#### EXERCISE:
Extract every line of the data below that contains the string "swimmer", and copy each such line in full. Treat case as significant.
┏━━
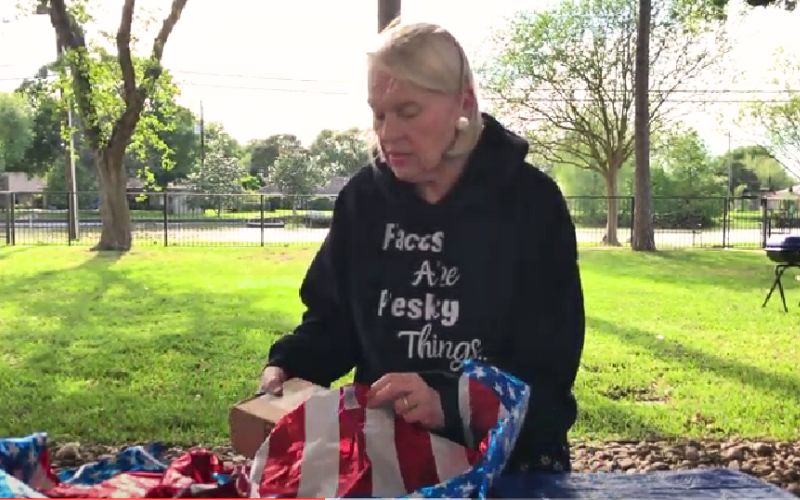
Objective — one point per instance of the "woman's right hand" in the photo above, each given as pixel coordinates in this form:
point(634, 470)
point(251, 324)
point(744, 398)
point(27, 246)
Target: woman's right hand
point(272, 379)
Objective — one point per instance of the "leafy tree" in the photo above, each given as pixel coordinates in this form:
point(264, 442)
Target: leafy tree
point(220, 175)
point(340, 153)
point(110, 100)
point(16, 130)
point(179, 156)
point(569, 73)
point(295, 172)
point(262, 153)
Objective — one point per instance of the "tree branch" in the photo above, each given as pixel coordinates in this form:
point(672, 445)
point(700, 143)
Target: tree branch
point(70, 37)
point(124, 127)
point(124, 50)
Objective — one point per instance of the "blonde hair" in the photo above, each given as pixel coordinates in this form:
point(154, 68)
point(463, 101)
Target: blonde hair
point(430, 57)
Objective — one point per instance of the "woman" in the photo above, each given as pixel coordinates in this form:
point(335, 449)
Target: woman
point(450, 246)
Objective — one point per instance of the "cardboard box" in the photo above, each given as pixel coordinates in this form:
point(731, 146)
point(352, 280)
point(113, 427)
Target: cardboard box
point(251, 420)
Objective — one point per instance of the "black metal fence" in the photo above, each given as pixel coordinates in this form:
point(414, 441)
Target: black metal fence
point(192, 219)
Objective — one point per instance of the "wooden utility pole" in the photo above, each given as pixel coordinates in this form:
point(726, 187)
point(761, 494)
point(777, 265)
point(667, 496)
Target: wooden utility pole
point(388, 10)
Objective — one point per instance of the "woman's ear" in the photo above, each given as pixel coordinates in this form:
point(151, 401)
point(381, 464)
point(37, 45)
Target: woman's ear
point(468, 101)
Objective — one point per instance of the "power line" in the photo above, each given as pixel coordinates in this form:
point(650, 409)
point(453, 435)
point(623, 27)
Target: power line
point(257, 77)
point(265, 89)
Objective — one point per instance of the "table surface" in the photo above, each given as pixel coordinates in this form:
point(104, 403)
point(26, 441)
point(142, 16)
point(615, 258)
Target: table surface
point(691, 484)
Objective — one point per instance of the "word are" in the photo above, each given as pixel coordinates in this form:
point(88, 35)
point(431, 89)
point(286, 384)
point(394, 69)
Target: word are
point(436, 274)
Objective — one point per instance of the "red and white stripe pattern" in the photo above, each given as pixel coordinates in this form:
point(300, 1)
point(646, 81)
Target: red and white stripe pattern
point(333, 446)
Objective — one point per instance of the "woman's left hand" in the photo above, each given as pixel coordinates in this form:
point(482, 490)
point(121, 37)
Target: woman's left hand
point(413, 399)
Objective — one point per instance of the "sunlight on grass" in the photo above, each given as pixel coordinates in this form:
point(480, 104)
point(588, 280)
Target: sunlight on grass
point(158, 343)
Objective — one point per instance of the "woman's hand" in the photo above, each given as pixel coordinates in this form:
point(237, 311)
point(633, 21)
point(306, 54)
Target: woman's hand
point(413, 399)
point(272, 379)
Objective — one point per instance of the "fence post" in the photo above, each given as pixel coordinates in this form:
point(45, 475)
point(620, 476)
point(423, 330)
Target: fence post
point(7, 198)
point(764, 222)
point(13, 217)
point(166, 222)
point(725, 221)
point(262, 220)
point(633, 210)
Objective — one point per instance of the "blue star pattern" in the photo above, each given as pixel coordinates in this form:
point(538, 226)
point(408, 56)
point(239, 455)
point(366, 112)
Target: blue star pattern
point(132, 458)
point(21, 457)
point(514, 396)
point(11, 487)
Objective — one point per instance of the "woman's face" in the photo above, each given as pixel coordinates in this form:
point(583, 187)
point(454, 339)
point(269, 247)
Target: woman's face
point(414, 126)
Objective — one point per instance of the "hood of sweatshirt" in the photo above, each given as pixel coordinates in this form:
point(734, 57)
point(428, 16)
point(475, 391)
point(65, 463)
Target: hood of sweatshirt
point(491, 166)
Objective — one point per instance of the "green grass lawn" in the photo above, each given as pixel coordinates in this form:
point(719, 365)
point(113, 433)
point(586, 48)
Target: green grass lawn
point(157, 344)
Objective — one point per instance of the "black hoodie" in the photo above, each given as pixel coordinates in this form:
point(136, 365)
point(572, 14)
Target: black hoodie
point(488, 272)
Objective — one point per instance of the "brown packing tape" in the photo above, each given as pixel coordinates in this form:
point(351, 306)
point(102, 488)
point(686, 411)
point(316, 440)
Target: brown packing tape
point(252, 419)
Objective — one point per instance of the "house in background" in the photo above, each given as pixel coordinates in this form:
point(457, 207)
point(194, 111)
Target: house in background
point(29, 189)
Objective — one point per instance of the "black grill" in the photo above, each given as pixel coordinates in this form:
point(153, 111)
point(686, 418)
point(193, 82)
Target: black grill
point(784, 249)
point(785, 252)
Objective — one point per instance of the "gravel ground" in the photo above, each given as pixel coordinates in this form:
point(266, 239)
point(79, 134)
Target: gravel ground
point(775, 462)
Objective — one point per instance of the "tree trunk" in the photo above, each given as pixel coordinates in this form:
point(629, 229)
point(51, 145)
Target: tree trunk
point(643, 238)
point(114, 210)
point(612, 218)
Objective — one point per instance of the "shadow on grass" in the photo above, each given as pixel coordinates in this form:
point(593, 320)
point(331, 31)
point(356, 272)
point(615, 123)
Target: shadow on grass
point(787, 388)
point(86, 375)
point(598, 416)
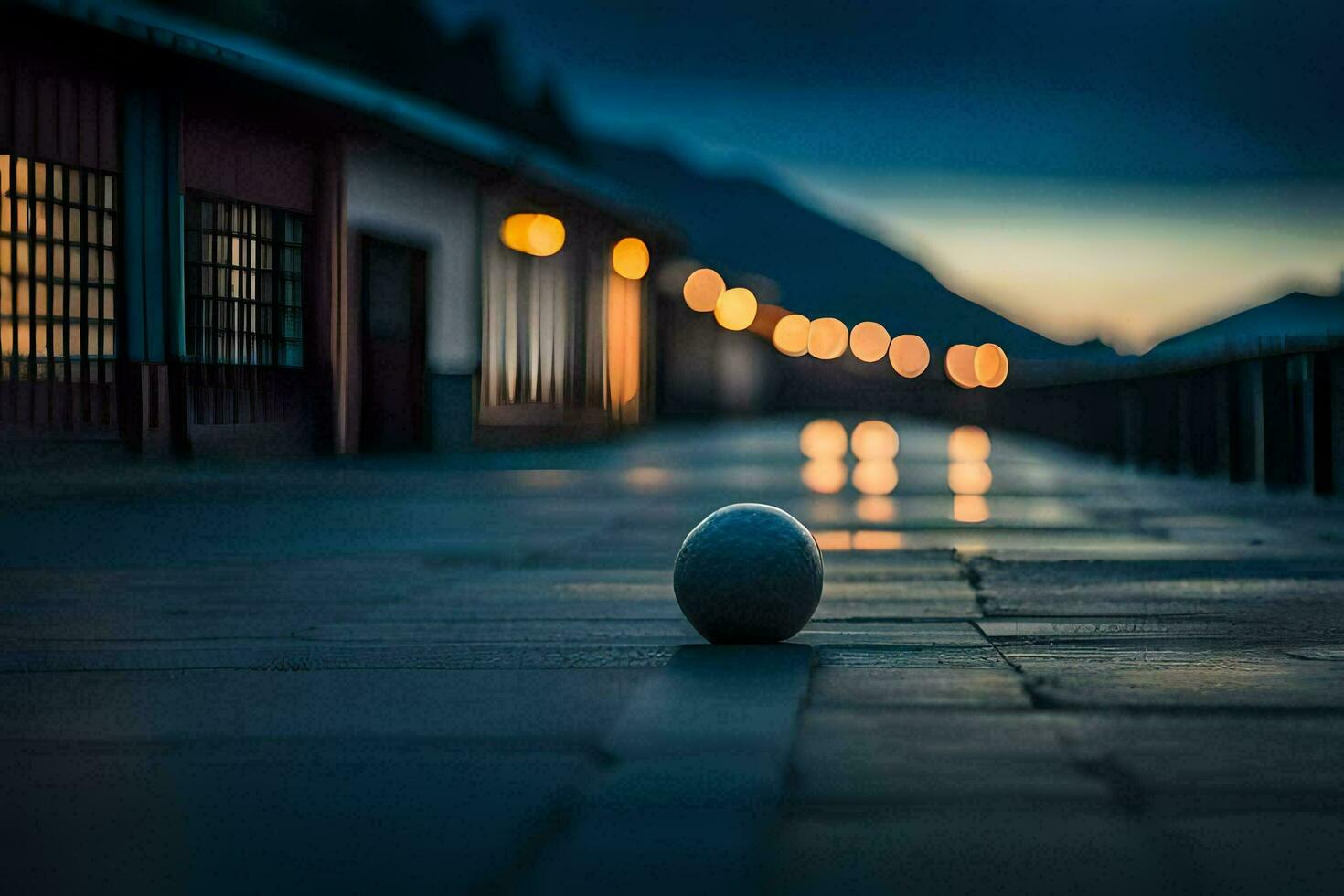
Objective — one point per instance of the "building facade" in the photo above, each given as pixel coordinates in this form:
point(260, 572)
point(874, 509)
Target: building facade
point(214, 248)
┗━━
┏━━
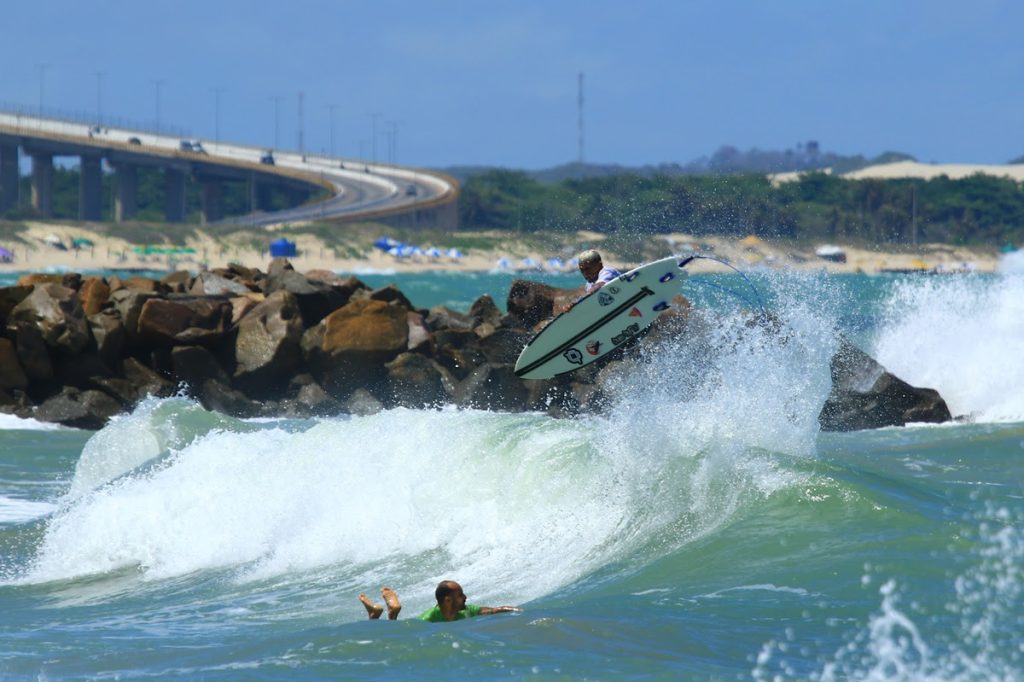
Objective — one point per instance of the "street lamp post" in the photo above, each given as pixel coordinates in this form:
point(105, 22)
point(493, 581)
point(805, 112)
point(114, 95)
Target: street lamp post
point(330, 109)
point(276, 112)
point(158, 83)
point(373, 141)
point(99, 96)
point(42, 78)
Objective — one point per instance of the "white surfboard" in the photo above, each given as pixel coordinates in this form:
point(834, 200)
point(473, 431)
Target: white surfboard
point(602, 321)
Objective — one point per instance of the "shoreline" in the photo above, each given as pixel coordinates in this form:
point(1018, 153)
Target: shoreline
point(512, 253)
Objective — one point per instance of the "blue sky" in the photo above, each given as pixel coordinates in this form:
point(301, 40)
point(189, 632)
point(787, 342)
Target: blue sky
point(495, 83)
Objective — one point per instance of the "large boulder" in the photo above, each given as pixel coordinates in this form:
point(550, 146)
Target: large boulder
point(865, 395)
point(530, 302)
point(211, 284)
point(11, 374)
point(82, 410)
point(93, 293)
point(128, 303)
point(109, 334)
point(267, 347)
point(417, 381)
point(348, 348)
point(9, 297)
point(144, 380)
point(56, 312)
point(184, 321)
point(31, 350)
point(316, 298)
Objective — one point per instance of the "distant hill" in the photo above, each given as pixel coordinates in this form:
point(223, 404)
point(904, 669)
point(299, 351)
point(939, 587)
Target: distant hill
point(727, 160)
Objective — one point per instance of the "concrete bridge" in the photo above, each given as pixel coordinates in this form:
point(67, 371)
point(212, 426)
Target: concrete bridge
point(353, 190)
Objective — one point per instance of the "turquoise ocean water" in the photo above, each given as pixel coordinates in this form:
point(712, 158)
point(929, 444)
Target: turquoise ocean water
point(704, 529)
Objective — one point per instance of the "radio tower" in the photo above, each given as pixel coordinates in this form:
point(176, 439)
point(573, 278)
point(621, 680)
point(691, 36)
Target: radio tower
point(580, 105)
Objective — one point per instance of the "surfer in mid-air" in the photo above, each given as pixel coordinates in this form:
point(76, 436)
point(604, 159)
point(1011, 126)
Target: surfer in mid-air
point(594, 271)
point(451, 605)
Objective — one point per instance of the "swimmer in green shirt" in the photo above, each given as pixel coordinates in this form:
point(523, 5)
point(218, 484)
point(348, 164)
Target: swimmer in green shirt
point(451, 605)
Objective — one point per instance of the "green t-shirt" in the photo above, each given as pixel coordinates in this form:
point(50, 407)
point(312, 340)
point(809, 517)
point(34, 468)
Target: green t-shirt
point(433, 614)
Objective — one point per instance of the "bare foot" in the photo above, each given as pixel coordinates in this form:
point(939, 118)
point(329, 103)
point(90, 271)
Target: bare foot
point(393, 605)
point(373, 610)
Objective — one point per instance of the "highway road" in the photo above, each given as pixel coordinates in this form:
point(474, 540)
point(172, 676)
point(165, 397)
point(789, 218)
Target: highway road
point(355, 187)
┗━━
#### TASK RESPONSE:
Objective — one point per instance of the "swimmer in green shirt" in the photo above, each given as pixel coordinates in this form:
Target: swimmer in green shirt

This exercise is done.